··· Source text ···

Thus was born Bill Koenigsberg’s new company, which he renamed Horizon Media. And then, just six months into the purchase, the country went into the big Recession of 1990.
“If I knew then what I know now,” Bill said, “I would have handed back the keys. I had no idea how bad it was going to get. I maxed out my credit cards. I reduced my salary to zero, began paying bills when the cash came in. It was horrendous. This lasted for three years.”
Around him, other media companies were collapsing or being bought up by larger companies. Bill decided he would not sell. Having competitors merging meant he had better chances to grow. He pressed on, the recession passed and here he was, perfectly positioned to ride the wave. And so he did. In 2009, the leases on his offices came up in midtown Manhattan and he had to make a decision. He could renew the leases, or he could take a huge gamble, rent this enormous 200,000 square foot space in Tribeca, and build out and continue to capitalize on what he built. He chose to build out. And here we sat today.
In 2012, Bill was recognized by Adweek in their profile of “The Givers,” a list of the top 10 philanthropists from the worlds of media, marketing and entertainment. Bill was named Ad Age Executive of the Year in 2011 and is the only person to receive the prestigious Advertising Age Media Maven Award twice, in 2001 and 2010. In 2006, Bill was honored as Media Executive of the Year by Mediaweek Magazine and was featured as one of the industry’s top 50 most influential executives in the business in the annual Mediaweek 50 report in 2008, 2009 and 2010. Bill was also awarded the IRTS Foundation “Hall of Mentorship Award” for his knowledge to help others learn and grow. In 2011, Bill was awarded City Harvest’s “the Star of the City Award” for his longstanding commitment to and support of the organization.

··· Provided data ···

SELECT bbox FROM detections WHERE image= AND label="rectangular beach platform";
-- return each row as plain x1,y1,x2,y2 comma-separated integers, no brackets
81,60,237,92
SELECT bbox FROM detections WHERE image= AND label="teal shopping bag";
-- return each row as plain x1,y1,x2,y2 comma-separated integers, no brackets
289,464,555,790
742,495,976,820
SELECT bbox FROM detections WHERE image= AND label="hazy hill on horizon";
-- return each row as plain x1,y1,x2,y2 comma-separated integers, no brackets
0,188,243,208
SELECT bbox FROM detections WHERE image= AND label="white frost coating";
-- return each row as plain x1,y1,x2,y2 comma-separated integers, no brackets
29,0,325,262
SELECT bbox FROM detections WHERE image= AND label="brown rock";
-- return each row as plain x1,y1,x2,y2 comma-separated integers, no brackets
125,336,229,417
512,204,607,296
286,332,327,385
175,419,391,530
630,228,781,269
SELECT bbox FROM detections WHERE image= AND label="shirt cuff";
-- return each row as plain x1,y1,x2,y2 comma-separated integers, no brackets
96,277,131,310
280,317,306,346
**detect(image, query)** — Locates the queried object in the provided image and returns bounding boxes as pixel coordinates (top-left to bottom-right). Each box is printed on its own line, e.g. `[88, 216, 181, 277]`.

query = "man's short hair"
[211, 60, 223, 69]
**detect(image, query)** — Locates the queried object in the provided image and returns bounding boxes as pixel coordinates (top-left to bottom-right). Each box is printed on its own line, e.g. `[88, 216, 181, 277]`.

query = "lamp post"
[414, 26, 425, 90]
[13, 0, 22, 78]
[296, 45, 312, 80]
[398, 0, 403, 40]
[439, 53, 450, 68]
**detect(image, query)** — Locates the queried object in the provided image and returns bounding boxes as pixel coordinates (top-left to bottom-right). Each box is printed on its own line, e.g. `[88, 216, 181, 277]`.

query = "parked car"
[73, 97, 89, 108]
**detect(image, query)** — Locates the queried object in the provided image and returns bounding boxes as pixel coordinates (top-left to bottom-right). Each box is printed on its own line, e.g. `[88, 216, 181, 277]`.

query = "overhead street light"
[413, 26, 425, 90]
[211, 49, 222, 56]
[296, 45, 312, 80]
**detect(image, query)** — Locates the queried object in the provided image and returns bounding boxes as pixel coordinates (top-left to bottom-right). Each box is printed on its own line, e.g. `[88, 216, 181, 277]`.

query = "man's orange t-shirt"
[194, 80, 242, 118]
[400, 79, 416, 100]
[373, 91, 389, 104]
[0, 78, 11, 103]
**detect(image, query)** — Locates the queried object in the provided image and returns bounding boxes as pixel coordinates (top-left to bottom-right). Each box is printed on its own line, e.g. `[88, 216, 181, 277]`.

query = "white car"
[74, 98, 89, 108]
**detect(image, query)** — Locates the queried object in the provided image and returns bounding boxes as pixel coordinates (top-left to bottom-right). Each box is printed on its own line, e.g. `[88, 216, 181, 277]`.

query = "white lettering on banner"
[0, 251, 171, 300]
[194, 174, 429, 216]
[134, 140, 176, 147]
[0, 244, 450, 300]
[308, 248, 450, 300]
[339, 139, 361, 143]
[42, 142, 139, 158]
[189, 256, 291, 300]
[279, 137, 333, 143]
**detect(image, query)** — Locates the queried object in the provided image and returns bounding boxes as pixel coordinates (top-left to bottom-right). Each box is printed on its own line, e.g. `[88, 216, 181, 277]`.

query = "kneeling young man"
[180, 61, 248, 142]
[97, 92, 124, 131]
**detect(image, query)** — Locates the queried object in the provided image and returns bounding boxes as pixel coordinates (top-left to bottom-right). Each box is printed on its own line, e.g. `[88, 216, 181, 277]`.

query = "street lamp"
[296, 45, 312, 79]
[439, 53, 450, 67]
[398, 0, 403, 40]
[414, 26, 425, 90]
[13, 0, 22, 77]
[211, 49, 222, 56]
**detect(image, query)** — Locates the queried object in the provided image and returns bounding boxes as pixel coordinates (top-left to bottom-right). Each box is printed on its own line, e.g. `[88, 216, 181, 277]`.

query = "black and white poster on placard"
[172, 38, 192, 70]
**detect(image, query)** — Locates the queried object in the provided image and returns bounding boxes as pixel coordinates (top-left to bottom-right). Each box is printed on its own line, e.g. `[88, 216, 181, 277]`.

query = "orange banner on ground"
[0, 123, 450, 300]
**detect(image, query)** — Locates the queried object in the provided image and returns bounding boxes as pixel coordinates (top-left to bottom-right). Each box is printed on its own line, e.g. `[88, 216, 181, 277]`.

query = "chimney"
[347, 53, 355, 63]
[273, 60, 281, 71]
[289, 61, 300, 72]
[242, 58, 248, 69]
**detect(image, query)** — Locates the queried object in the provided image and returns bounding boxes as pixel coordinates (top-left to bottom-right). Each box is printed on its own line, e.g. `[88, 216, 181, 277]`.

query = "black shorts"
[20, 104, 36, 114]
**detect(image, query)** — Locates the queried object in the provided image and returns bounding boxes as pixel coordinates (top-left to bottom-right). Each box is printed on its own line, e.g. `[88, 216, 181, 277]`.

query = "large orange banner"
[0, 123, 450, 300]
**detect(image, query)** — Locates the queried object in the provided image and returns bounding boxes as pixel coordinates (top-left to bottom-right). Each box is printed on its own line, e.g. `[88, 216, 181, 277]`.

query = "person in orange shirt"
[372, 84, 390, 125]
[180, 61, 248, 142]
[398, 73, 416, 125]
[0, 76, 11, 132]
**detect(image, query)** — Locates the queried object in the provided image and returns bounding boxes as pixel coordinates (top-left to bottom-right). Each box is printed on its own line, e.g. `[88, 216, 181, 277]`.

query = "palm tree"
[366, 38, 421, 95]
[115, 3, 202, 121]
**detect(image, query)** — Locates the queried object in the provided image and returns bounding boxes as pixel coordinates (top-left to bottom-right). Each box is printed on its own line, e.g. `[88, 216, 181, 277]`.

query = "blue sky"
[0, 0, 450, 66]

···

--- Problem ---
Reproduce the entire text about Bill Koenigsberg and Horizon Media word for word. None of this material is required for the work.

--- Your solution ---
Thus was born Bill Koenigsberg’s new company, which he renamed Horizon Media. And then, just six months into the purchase, the country went into the big Recession of 1990.
“If I knew then what I know now,” Bill said, “I would have handed back the keys. I had no idea how bad it was going to get. I maxed out my credit cards. I reduced my salary to zero, began paying bills when the cash came in. It was horrendous. This lasted for three years.”
Around him, other media companies were collapsing or being bought up by larger companies. Bill decided he would not sell. Having competitors merging meant he had better chances to grow. He pressed on, the recession passed and here he was, perfectly positioned to ride the wave. And so he did. In 2009, the leases on his offices came up in midtown Manhattan and he had to make a decision. He could renew the leases, or he could take a huge gamble, rent this enormous 200,000 square foot space in Tribeca, and build out and continue to capitalize on what he built. He chose to build out. And here we sat today.
In 2012, Bill was recognized by Adweek in their profile of “The Givers,” a list of the top 10 philanthropists from the worlds of media, marketing and entertainment. Bill was named Ad Age Executive of the Year in 2011 and is the only person to receive the prestigious Advertising Age Media Maven Award twice, in 2001 and 2010. In 2006, Bill was honored as Media Executive of the Year by Mediaweek Magazine and was featured as one of the industry’s top 50 most influential executives in the business in the annual Mediaweek 50 report in 2008, 2009 and 2010. Bill was also awarded the IRTS Foundation “Hall of Mentorship Award” for his knowledge to help others learn and grow. In 2011, Bill was awarded City Harvest’s “the Star of the City Award” for his longstanding commitment to and support of the organization.